Task goal>
From the records below, print exactly the lines starting at the one containing "Check that every instance of the dog's ear" and ending at the one containing "Check that every instance of the tent fabric", ends included, and nothing else.
START Dataset entries
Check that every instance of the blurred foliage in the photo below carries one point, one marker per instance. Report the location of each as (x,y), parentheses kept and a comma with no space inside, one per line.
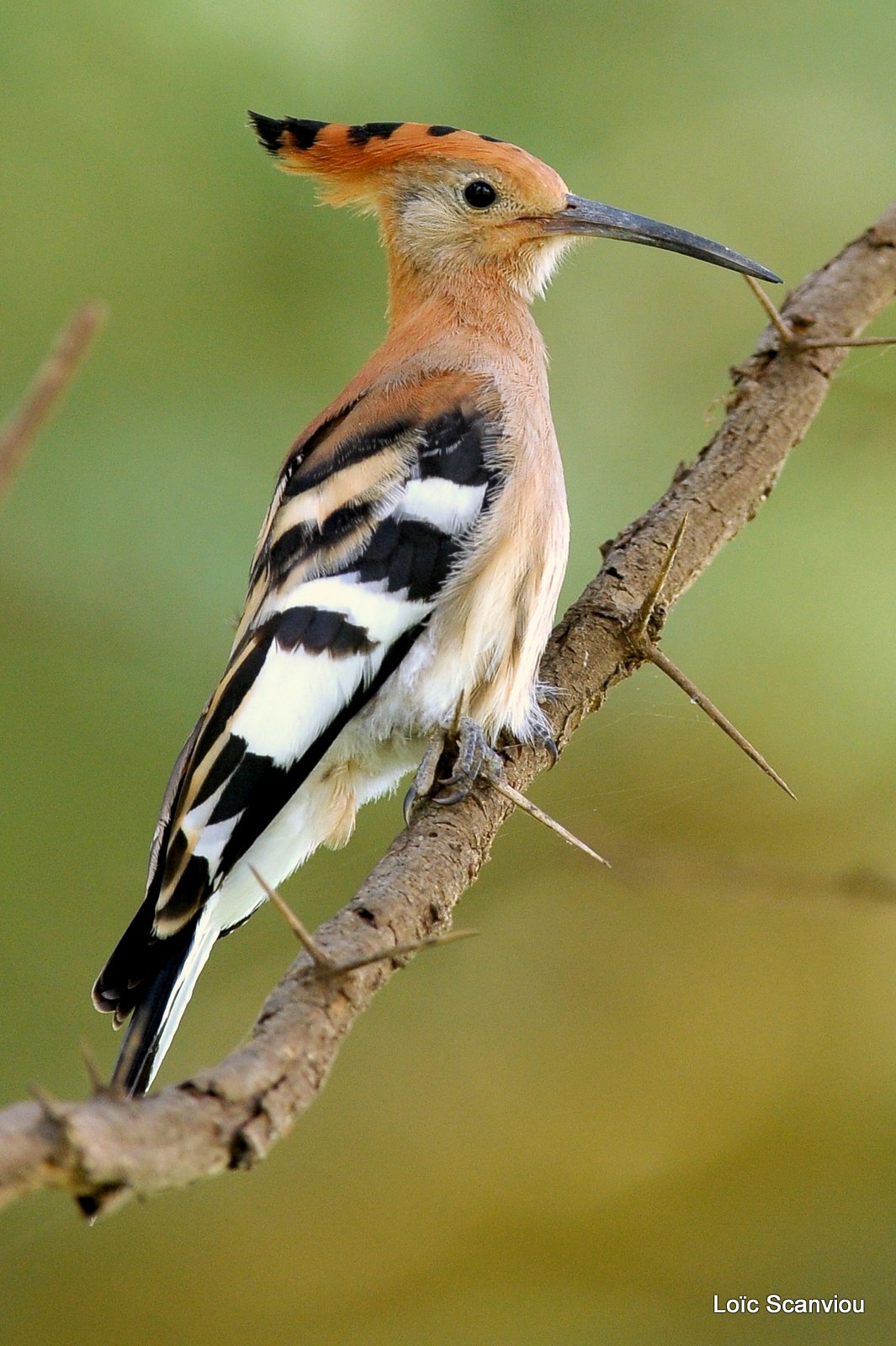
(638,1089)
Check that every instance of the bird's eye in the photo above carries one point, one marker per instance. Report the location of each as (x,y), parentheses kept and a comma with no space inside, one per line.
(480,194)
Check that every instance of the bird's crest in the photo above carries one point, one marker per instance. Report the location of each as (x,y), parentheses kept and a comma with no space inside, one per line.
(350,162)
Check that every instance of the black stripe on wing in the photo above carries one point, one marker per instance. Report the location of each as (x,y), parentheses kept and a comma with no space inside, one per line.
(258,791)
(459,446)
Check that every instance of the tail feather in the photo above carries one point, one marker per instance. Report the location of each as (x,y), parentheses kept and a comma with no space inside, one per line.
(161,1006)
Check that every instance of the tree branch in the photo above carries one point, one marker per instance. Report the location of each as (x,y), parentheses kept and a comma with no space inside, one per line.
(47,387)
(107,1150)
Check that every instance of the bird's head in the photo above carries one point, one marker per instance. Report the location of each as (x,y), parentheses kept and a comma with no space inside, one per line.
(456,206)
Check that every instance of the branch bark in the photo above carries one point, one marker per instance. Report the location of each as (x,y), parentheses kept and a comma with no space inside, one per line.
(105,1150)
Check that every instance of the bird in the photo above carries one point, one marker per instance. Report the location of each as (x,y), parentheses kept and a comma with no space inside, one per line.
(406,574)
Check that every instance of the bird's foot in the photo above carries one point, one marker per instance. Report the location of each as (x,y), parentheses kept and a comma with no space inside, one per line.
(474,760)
END Dataset entries
START Dataset entries
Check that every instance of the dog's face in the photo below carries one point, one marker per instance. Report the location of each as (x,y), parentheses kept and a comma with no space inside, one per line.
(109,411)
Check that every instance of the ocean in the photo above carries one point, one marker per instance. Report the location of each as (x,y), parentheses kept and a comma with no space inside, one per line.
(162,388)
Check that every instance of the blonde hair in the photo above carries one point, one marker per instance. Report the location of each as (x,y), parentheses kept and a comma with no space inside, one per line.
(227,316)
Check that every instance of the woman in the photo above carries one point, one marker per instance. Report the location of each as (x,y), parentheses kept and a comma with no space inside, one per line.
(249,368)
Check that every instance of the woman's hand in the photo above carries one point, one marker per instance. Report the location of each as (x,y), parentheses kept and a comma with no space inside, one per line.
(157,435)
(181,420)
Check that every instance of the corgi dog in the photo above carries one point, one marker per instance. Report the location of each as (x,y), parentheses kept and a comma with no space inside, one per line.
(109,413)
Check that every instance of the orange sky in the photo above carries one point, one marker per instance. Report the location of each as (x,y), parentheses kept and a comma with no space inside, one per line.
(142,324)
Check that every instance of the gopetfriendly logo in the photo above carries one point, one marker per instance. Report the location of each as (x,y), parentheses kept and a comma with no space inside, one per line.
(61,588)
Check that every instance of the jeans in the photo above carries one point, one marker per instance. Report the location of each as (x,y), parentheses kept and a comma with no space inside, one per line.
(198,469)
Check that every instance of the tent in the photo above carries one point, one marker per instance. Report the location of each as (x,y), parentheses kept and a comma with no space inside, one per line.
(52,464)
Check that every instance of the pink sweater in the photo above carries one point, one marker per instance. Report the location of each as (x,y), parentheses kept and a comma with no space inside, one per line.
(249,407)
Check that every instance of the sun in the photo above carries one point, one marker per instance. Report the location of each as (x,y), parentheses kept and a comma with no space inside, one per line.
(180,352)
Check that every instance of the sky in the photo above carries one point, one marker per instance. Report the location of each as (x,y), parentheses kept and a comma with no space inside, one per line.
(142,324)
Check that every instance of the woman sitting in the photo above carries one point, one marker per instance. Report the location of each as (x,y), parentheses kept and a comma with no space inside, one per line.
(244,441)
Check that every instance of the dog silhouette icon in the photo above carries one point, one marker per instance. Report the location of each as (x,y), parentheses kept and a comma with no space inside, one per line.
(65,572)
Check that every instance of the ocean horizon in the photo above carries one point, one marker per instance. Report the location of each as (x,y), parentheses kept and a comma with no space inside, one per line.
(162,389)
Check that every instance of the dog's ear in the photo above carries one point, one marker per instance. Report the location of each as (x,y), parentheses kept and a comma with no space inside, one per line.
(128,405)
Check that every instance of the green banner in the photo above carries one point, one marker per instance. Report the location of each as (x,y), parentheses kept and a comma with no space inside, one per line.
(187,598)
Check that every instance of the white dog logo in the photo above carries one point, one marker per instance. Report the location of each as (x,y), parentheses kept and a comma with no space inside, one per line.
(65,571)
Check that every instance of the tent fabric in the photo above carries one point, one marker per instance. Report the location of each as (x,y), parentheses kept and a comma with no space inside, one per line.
END Dataset entries
Exercise result>
Check that every instance of the dog's ear in the photo above carries one point, one marker per instance. Report the location of each as (x,y), parentheses kept and a comma with no space inside, one per line.
(128,405)
Check that every instance of the green banner in the photo above carries one point, one marker per instance. Report the location of each as (x,y), parentheses kept and a comma with no space inside, one per line.
(187,598)
Check that every instance of the white dog logo in the photo above carries one point, one marker per instance. Report the location of each as (x,y), parentheses kept and a comma with no space inside, one per line.
(65,571)
Check that every instance of the tent fabric in the photo above carries one point, one marker per instance. Report the location of each as (x,y), parentheses kept and a comma with no space inside, one per line.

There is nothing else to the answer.